> _Stored items from a collection_
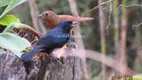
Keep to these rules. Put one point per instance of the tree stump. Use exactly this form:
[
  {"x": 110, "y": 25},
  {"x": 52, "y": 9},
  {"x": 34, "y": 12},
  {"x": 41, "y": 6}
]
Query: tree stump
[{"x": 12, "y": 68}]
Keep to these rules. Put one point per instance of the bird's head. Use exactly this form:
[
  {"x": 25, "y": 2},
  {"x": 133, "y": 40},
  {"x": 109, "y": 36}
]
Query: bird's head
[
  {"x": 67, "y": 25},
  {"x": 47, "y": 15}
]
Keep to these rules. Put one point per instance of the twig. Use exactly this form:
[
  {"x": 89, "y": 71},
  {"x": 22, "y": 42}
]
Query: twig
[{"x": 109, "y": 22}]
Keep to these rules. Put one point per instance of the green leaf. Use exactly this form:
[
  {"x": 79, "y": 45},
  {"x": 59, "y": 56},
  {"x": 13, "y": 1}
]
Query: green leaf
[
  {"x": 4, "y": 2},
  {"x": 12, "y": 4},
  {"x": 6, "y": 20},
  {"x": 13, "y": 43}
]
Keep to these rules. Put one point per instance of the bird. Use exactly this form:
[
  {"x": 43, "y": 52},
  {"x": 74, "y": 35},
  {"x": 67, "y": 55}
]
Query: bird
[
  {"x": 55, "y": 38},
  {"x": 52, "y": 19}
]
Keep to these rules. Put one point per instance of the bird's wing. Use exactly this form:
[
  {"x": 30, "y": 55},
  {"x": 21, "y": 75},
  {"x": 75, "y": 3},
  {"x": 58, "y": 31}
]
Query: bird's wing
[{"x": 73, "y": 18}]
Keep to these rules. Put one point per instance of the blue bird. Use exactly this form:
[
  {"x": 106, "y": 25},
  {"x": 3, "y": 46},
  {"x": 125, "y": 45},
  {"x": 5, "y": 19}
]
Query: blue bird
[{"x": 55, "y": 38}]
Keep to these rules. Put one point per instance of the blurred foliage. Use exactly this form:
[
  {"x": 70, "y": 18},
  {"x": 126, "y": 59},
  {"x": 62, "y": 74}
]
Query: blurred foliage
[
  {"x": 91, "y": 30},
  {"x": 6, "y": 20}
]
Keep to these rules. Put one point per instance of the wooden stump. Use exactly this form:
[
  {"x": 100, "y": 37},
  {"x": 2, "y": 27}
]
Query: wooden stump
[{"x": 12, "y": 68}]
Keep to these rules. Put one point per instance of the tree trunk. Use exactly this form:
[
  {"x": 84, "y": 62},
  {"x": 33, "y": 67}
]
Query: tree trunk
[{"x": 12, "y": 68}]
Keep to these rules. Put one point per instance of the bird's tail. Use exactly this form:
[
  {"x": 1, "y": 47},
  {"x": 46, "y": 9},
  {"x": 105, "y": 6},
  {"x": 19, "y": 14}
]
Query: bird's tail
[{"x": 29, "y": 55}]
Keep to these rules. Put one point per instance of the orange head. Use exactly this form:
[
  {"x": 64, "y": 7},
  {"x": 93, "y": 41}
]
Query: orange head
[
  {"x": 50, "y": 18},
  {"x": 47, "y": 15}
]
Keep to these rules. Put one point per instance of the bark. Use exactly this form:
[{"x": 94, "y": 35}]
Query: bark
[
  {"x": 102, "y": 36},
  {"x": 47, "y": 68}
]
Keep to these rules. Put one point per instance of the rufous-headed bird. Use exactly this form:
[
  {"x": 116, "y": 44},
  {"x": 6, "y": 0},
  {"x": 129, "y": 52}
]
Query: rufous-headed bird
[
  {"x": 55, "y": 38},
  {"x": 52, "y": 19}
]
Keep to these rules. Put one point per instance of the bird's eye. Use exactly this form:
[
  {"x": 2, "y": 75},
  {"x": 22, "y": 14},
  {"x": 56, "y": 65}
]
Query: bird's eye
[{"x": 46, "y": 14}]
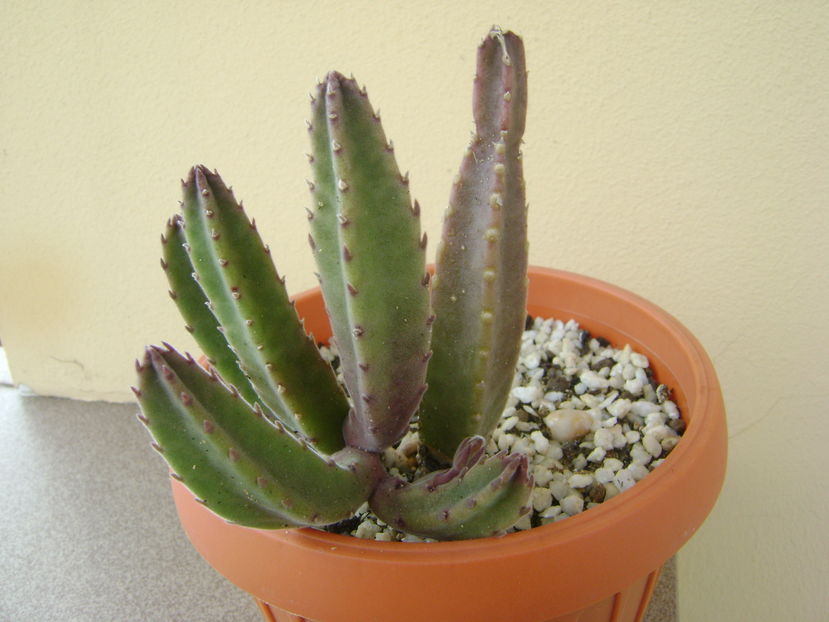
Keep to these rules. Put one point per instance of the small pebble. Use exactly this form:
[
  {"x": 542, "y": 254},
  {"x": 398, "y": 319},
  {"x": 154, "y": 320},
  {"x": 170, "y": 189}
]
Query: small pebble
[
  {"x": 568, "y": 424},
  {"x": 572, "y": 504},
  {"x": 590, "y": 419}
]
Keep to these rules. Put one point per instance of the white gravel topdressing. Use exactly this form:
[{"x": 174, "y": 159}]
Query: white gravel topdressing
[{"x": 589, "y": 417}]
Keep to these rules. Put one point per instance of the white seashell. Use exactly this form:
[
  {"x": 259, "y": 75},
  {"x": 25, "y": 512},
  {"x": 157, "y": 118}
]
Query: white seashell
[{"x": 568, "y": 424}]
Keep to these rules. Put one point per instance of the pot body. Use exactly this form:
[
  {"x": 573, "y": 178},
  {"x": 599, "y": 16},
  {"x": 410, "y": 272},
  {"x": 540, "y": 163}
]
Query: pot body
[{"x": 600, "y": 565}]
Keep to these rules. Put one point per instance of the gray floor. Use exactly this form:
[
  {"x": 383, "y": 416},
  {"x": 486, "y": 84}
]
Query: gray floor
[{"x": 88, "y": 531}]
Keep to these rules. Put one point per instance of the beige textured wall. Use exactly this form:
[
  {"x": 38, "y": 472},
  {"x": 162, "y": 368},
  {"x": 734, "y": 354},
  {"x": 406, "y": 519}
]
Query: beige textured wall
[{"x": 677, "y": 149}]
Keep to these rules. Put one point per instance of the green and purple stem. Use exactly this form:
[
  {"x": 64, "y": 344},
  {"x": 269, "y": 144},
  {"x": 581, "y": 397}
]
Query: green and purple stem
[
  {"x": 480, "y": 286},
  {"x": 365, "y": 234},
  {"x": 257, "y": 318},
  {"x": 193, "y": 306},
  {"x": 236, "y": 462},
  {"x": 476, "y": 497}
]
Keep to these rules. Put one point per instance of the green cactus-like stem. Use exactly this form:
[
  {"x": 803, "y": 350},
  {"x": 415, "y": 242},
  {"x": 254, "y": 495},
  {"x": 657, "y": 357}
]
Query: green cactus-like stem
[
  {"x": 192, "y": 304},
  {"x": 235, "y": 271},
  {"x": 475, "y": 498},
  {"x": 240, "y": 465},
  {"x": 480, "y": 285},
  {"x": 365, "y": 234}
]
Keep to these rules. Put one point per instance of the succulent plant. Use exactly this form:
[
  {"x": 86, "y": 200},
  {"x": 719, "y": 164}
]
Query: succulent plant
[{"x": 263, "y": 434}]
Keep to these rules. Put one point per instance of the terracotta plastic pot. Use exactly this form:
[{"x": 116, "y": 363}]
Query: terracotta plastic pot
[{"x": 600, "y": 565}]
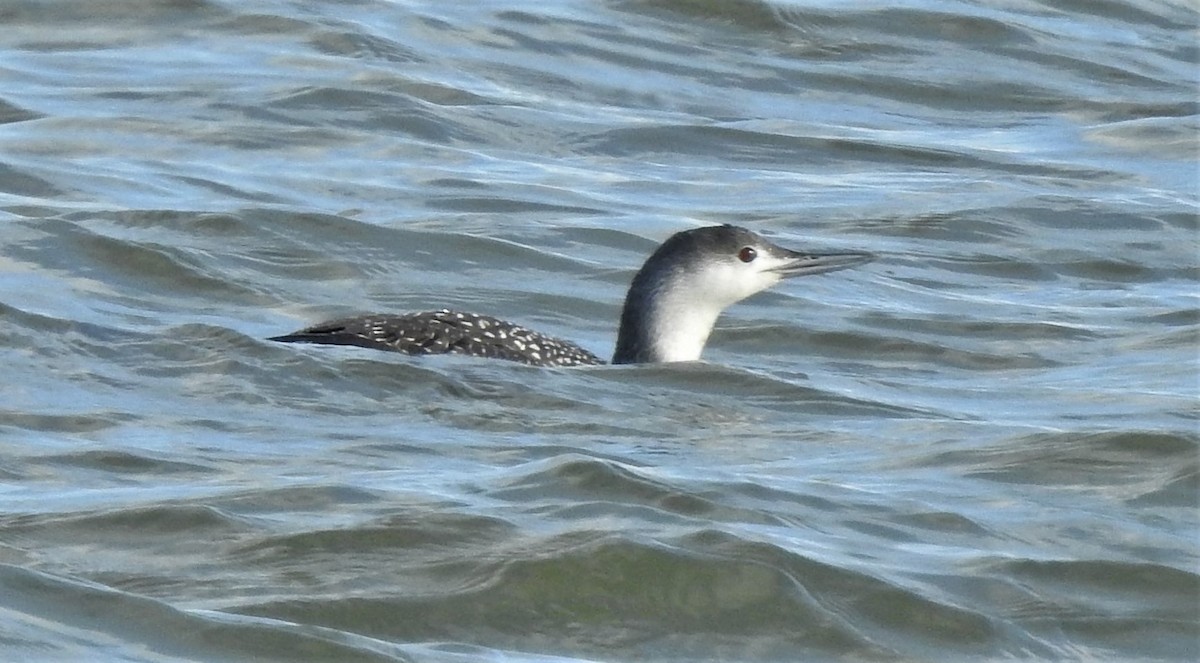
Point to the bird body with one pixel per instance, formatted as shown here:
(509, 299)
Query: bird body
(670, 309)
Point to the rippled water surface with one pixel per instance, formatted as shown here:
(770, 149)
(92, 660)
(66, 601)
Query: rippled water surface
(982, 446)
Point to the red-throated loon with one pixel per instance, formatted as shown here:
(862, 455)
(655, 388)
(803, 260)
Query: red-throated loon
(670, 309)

> _REQUIRED WORK_
Convert every line of the rows above into a JSON list of strings, one string per line, leaving out blank lines and the picture markers.

> _RESULT OF THIS TASK_
[
  "Keep to these rules. Put one point per instance of the tree stump. Use exactly this form:",
  "[",
  "  {\"x\": 110, \"y\": 25},",
  "  {\"x\": 52, \"y\": 9},",
  "  {\"x\": 34, \"y\": 12},",
  "  {\"x\": 41, \"y\": 6}",
  "]",
  "Query: tree stump",
  "[{\"x\": 12, \"y\": 68}]",
  "Keep to these rules. Put one point per instance of the bird's head. Use exactly this form:",
  "[",
  "  {\"x\": 25, \"y\": 2},",
  "  {\"x\": 133, \"y\": 40},",
  "  {\"x\": 109, \"y\": 36}",
  "]",
  "Query: bird's head",
  "[",
  "  {\"x\": 67, \"y\": 25},",
  "  {\"x\": 47, \"y\": 15}",
  "]",
  "Keep to these rules. Put one point per instance of the twig. Use exactly this form:",
  "[",
  "  {\"x\": 89, \"y\": 71},",
  "  {\"x\": 22, \"y\": 42}",
  "]",
  "Query: twig",
  "[{\"x\": 109, \"y\": 22}]",
  "Keep to these rules. Put one point per instance of the green leaf. Use exactly this form:",
  "[",
  "  {\"x\": 79, \"y\": 45},",
  "  {\"x\": 59, \"y\": 56},",
  "  {\"x\": 13, \"y\": 1}",
  "]",
  "Query: green leaf",
  "[",
  "  {\"x\": 4, \"y\": 2},",
  "  {\"x\": 12, \"y\": 4},",
  "  {\"x\": 6, \"y\": 20},",
  "  {\"x\": 13, \"y\": 43}",
  "]",
  "Keep to these rules. Put one point per instance of the bird. Use exactly this form:",
  "[",
  "  {\"x\": 43, \"y\": 52},",
  "  {\"x\": 74, \"y\": 35},",
  "  {\"x\": 67, \"y\": 55}",
  "]",
  "Query: bird",
  "[",
  "  {\"x\": 55, \"y\": 38},",
  "  {\"x\": 52, \"y\": 19}",
  "]",
  "Keep to these rules. Put one point per instance of the bird's wing. Use exactly this form:",
  "[",
  "  {\"x\": 30, \"y\": 55},",
  "  {\"x\": 21, \"y\": 75},",
  "  {\"x\": 75, \"y\": 3},",
  "  {\"x\": 58, \"y\": 31}",
  "]",
  "Query: bird's wing",
  "[{\"x\": 73, \"y\": 18}]",
  "Keep to these rules. Put one point per instance of the blue bird. Use exactly this form:",
  "[",
  "  {\"x\": 106, \"y\": 25},",
  "  {\"x\": 3, \"y\": 46},",
  "  {\"x\": 125, \"y\": 45},",
  "  {\"x\": 5, \"y\": 19}",
  "]",
  "Query: blue bird",
  "[{\"x\": 55, \"y\": 38}]",
  "Keep to these rules. Put one point per instance of the blurred foliage. Use exactly this form:",
  "[",
  "  {\"x\": 70, \"y\": 18},",
  "  {\"x\": 126, \"y\": 59},",
  "  {\"x\": 62, \"y\": 74}",
  "]",
  "Query: blurred foliage",
  "[",
  "  {\"x\": 91, \"y\": 30},",
  "  {\"x\": 6, \"y\": 20}",
  "]",
  "Keep to these rules. Put one point per instance of the wooden stump. Use exactly this form:",
  "[",
  "  {\"x\": 100, \"y\": 37},",
  "  {\"x\": 2, \"y\": 27}",
  "]",
  "Query: wooden stump",
  "[{\"x\": 12, \"y\": 68}]",
  "Keep to these rules. Put one point per instance of the tree trunk. Use exactly this form:",
  "[",
  "  {\"x\": 84, \"y\": 62},",
  "  {\"x\": 33, \"y\": 67}",
  "]",
  "Query: tree trunk",
  "[{\"x\": 12, \"y\": 68}]",
  "Keep to these rules. Put one point per instance of the bird's tail. Use exactly this form:",
  "[",
  "  {\"x\": 1, \"y\": 47},",
  "  {\"x\": 46, \"y\": 9},",
  "  {\"x\": 105, \"y\": 6},",
  "  {\"x\": 19, \"y\": 14}",
  "]",
  "Query: bird's tail",
  "[{\"x\": 29, \"y\": 55}]",
  "Keep to these rules. Put one point per instance of the orange head. Use exactly this form:",
  "[",
  "  {\"x\": 64, \"y\": 7},",
  "  {\"x\": 93, \"y\": 41}",
  "]",
  "Query: orange head",
  "[",
  "  {\"x\": 50, \"y\": 18},",
  "  {\"x\": 47, \"y\": 15}",
  "]",
  "Keep to these rules. Put one point per instance of the bark. Use exactly this form:",
  "[{\"x\": 94, \"y\": 35}]",
  "Query: bark",
  "[",
  "  {\"x\": 102, \"y\": 36},",
  "  {\"x\": 47, \"y\": 68}",
  "]",
  "Keep to these rules. Put one point per instance of the rufous-headed bird. Use exactly this form:",
  "[",
  "  {\"x\": 116, \"y\": 44},",
  "  {\"x\": 6, \"y\": 0},",
  "  {\"x\": 129, \"y\": 52}",
  "]",
  "Query: rufous-headed bird",
  "[",
  "  {\"x\": 55, \"y\": 38},",
  "  {\"x\": 52, \"y\": 19}",
  "]",
  "Keep to these rules. Put one point per instance of the bird's eye. Use exactly this form:",
  "[",
  "  {\"x\": 2, \"y\": 75},",
  "  {\"x\": 22, \"y\": 14},",
  "  {\"x\": 56, \"y\": 65}",
  "]",
  "Query: bird's eye",
  "[{\"x\": 46, \"y\": 14}]",
  "Keep to these rules. Put one point per instance of the small pebble. Use exactly this form:",
  "[",
  "  {\"x\": 542, \"y\": 254},",
  "  {\"x\": 398, \"y\": 319},",
  "  {\"x\": 154, \"y\": 320},",
  "  {\"x\": 170, \"y\": 189}",
  "]",
  "Query: small pebble",
  "[",
  "  {\"x\": 568, \"y\": 424},",
  "  {\"x\": 572, \"y\": 504},",
  "  {\"x\": 590, \"y\": 419}",
  "]",
  "Keep to these rules. Put one point per instance of the white gravel topdressing. Use exactly this form:",
  "[{\"x\": 174, \"y\": 159}]",
  "Query: white gravel topdressing",
  "[{\"x\": 589, \"y\": 417}]",
  "Keep to these rules. Put one point per instance of the white seashell. Use exactly this form:",
  "[",
  "  {\"x\": 259, \"y\": 75},",
  "  {\"x\": 25, \"y\": 512},",
  "  {\"x\": 157, \"y\": 118}",
  "]",
  "Query: white seashell",
  "[{\"x\": 568, \"y\": 424}]",
  "Keep to these rules. Put one point per instance of the pot body. Use exactly this form:",
  "[",
  "  {\"x\": 573, \"y\": 178},",
  "  {\"x\": 599, \"y\": 16},",
  "  {\"x\": 410, \"y\": 272},",
  "  {\"x\": 540, \"y\": 163}",
  "]",
  "Query: pot body",
  "[{\"x\": 600, \"y\": 565}]",
  "Keep to these rules. Put one point per instance of the gray floor. Use exactly this form:",
  "[",
  "  {\"x\": 383, \"y\": 416},",
  "  {\"x\": 486, \"y\": 84}",
  "]",
  "Query: gray floor",
  "[{\"x\": 88, \"y\": 531}]",
  "Keep to these rules. Put one point per instance of the beige textured wall. Use exactly this form:",
  "[",
  "  {\"x\": 38, \"y\": 472},",
  "  {\"x\": 162, \"y\": 368},",
  "  {\"x\": 734, \"y\": 354},",
  "  {\"x\": 406, \"y\": 519}",
  "]",
  "Query: beige textured wall",
  "[{\"x\": 677, \"y\": 149}]",
  "Keep to these rules. Put one point per instance of the green and purple stem. Use exactly this form:",
  "[",
  "  {\"x\": 64, \"y\": 344},",
  "  {\"x\": 269, \"y\": 144},",
  "  {\"x\": 581, \"y\": 397}",
  "]",
  "Query: green and purple stem",
  "[",
  "  {\"x\": 480, \"y\": 286},",
  "  {\"x\": 365, \"y\": 234},",
  "  {\"x\": 257, \"y\": 318},",
  "  {\"x\": 193, \"y\": 306},",
  "  {\"x\": 236, \"y\": 462},",
  "  {\"x\": 476, \"y\": 497}",
  "]",
  "Keep to these rules. Put one point per instance of the green cactus-like stem. Use exactly this form:",
  "[",
  "  {\"x\": 803, \"y\": 350},",
  "  {\"x\": 415, \"y\": 242},",
  "  {\"x\": 254, \"y\": 495},",
  "  {\"x\": 657, \"y\": 357}",
  "]",
  "Query: green cactus-like stem",
  "[",
  "  {\"x\": 192, \"y\": 304},",
  "  {\"x\": 235, \"y\": 271},",
  "  {\"x\": 475, \"y\": 498},",
  "  {\"x\": 240, \"y\": 465},",
  "  {\"x\": 480, \"y\": 285},",
  "  {\"x\": 365, \"y\": 234}",
  "]",
  "Keep to these rules. Put one point per instance of the succulent plant. Use exactly this form:",
  "[",
  "  {\"x\": 86, \"y\": 200},",
  "  {\"x\": 719, \"y\": 164}",
  "]",
  "Query: succulent plant",
  "[{\"x\": 263, \"y\": 434}]",
  "Keep to these rules. Put one point per instance of the terracotta plastic pot. Use exactly this form:",
  "[{\"x\": 116, \"y\": 363}]",
  "Query: terracotta plastic pot",
  "[{\"x\": 600, \"y\": 565}]",
  "Point to the bird body with one pixel per instance, formatted as shown here:",
  "(509, 299)",
  "Query: bird body",
  "(670, 309)",
  "Point to the rippled water surface with one pixel per instance, formatted as shown here:",
  "(770, 149)",
  "(92, 660)",
  "(66, 601)",
  "Query: rippled water surface",
  "(982, 446)",
  "Point to the red-throated loon with one pixel per instance, formatted as shown here:",
  "(862, 455)",
  "(655, 388)",
  "(803, 260)",
  "Query: red-throated loon",
  "(670, 309)"
]